**TASK LIST:**
A. Answer these questions from the text on Pembroke Dock:
(i) In what year was the Royal Navy Dockyard built?
(ii) How many ships did Hubba have when he wintered in the haven?
(iii) For how many days did the oil-fuelled fire at Pennar burn?
B. Carry on the text about Pembroke Dock, starting after its final sentence.

**EXCERPT:**
###

Pembroke Dock () is a town and a community in Pembrokeshire, South West Wales,  northwest of Pembroke on the banks of the River Cleddau. Originally Paterchurch, a small fishing village, Pembroke Dock town expanded rapidly following the construction of the Royal Navy Dockyard in 1814. The Cleddau Bridge links Pembroke Dock with Neyland.

After Haverfordwest and Milford Haven, Pembroke Dock is the third-largest town in Pembrokeshire being more populous than neighbouring Pembroke.

History 

The natural harbour (now the Milford Haven Waterway) offering shelter from the prevailing south-westerly winds, has probably been used for many thousands of years. From maps, the first evidence of settlement is the name of the Carr Rocks at the entrance, derived from the Norse-language Skare for rock.

From 790 until the Norman Invasion (1066) the estuary was used by the Vikings. During one visit, either in 854 or in 878, maybe on his way to the Battle of Cynuit, the Viking chieftain Hubba wintered in the haven with 23 ships.

In 1172, King Henry II's fleet and army were prepared in the mouth of the Pembroke River and sailed to Ireland during the Norman Invasion of Ireland.

Prior to 1814, the area was mostly farmland and known as Paterchurch. The first recorded mention of Paterchurch was in 1289. A medieval tower was built and like nearby 18th century and 19th century fortifications, it may have served as a lookout post. By the 17th century, additional domestic and farm buildings stood close to the tower and the isolated settlement had its own cemetery, whose last recorded burial is that of a Roger Adams, in 1731. The ruin of the tower now lies within the walls of the dockyard.

Paterchurch Tower was the centre of an estate said to stretch from Pennar Point to Cosheston. This changed hands in 1422 when Ellen de Paterchurch married a John Adams. Prior to the building of the town and before the dockyard was thought of, various sales and exchanges took place between the principal local landowners – the Adams, Owen and Meyrick families. These exchanges left the Meyricks in control of most of the land on which the dockyard and new town were to develop. By 1802 the Paterchurch buildings were mostly ruins.

During the Second World War Pembroke Dock was targeted by the German Luftwaffe. On Monday 19 August 1940 a Luftwaffe Junkers Ju 88 bomber flew up the haven waterway and bombed a series of oil tanks sited at Pennar. The oil-fuelled fire that followed raged for 18 days and was recorded as the largest UK conflagration since the Great Fire of London. Bombing on the night of 11 and 12 May 1941 resulted in 30 people killed and many injured in the town. Nearly 2,000 houses were damaged.

###

**SOURCE DATA:**
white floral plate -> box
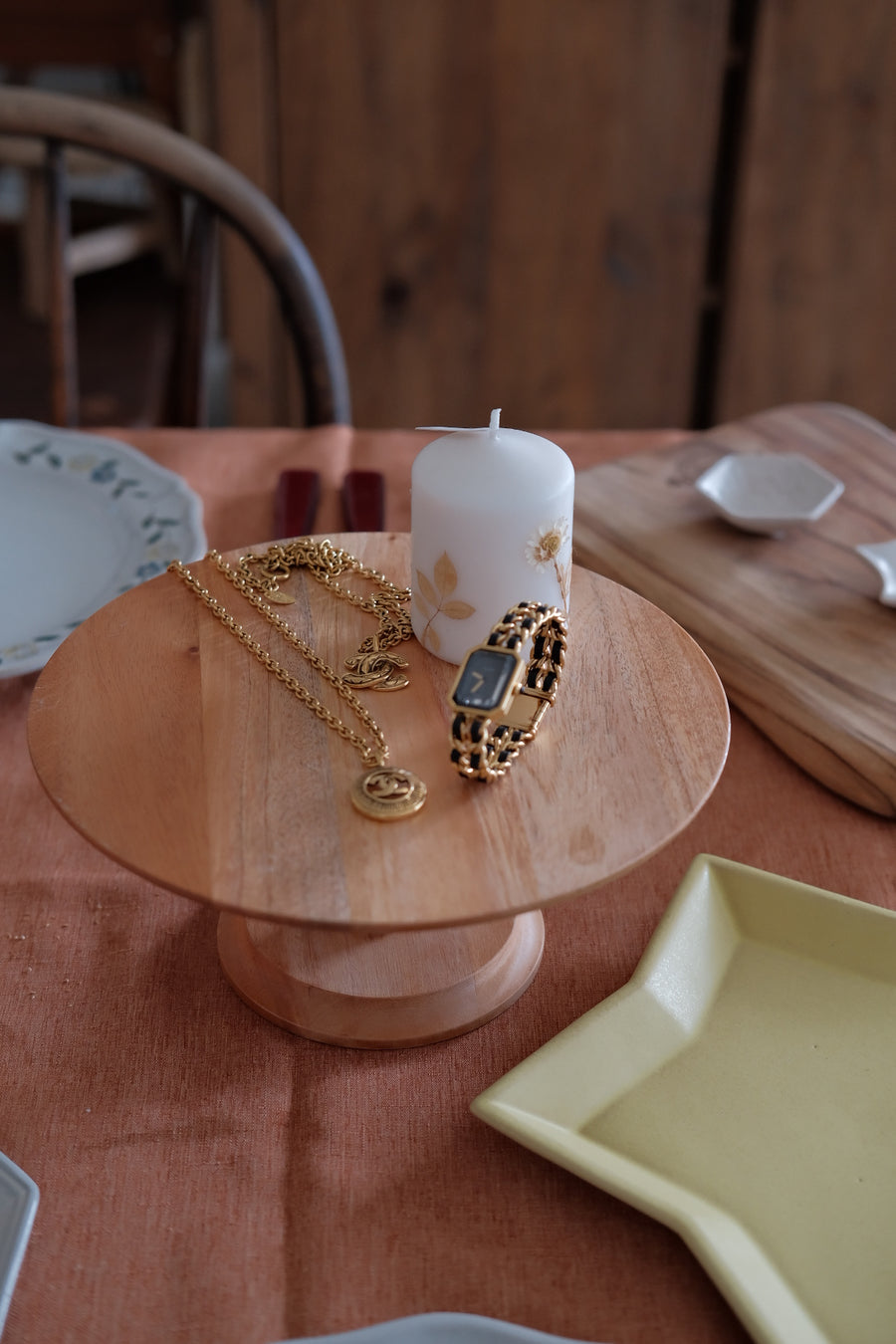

###

**EXPECTED OUTPUTS:**
A.
(i) 1814
(ii) 23
(iii) 18 days

B.
Naval dockyards

1758 Naval report
The origins of naval shipbuilding on Milford Haven were in the private shipyard of Jacobs on the north side of the waterway. In November 1757, the Admiralty sent a surveying delegation to the haven, which prepared a report for Parliament recommending, "the construction of a Milford dock yard". No such place as Milford existed at this time, just the village of Hubberston. Secondly, the report showed early signs of lobbying existing, with the scale of the local infrastructure and ship building activity exaggerated.

Milford Haven

Dockyard development began on the north bank of the waterway. By the late 18th century, much of the village and the lands around Hubberston were owned by diplomat and politician Sir William Hamilton. Together with his nephew, the Hon. Charles Grenville, he proposed a scheme of development under the title "Milford", in reference to the 1758 report. They began by building a shipyard, and leased it to a Messrs. Harry and Joseph Jacob, though after receiving an order in 1796 to build a frigate and later a 74-gun ship-of-the-line, Jacobs went bankrupt. The Navy took over the shipyard lease.

In 1809, a naval commission recommended purchase of the Milford Haven facility and formal establishment of a Royal Navy dockyard. After the end of the Napoleonic Wars, and the merging of the two sides of the Royal Navy under the Admiralty Board, a School of Naval Architecture was opened in Portsmouth in 1810 and, effectively then, Millford was to be set up as a model dockyard under French management (possibly to develop the manoeuvrability of British ships) from which lessons could be learnt for implementation in other dockyards.

New town of Pembroke Dock

After failing to agree a purchase price for the existing Millford shipyard with Fulke Greville, Charles Greville's heir, the Admiralty agreed purchase of land  across the haven from Milford, near the town of Pembroke in a district called Pater (village) or Paterchurch. This was one of the few sites in the haven suitable for building a dock for constructing decent sized ships, as its shoreline was flat but led quickly into deep harbour. Secondly, the Board of Ordnance had purchased  in preparation from the 1758 report to strengthen the haven's defences, which was added to by the purchase of an adjoining  for £5,500 from the Meyrick family.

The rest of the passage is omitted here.